Which bus routes does the school buses post say drivers took sick leave to avoid at around 3.30pm?
start Provided text
Monday, October 29, 2007

School buses...

Dan at All That Comes With It has foisted this excellent subject onto you today with his reminiscing yesterday of what transpired on his school bus route.

Like his school, our school didn't have a dedicated school bus service which is strange when you think of it as 1000 strapping youths left our all-male grammar school all at the same time and at least half of them wanting to go int he same direction - thats a hell of a lot of pimply, over-energetic youths to try and cram onto your regular service buses.

I have heard stories of bus drivers taking sick leave when they noticed that they had to run the 30, 33 or 36 routes at or around 3.30pm, I have also heard that some drivers would refuse to stop at the bus stops leading up to our school in an effort to arrive at our stop a few minutes earlier and miss us rabble turning out, I've even seen bus drivers accelerate hard when they approached our school and saw 500 or so of us waiting to get on, accelerate hard and swerve right out into the middle of the road to avoid us, and then pretend that they'd accidently missed the stop.

But they didn't have things all their own way, oh no, far from it.

You see in the olden days of my youth the buses didn't have doors on them like they do now, you didn't get on at the front like you do now, oh no, you got on at the back of the bus onto an open platform where you could choose to go upstairs or downstairs and there was an unwritten rule that if you were on the platform, or even making the barest of contact with the platform then the conductor (for they had a conductor as well as a driver) could not throw you off.

There is a belief amongst those of a foreign persuasion that the British will queue politely for anything, for as long as it takes, without complaint, and then drink tea - that is how foreign johnnies percieve us to be and by and large that is the case.
end Provided text
start Dataset extract
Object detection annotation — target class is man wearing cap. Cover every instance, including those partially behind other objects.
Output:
end Dataset extract
◆ **Full answer**
The 30, 33 and 36 routes.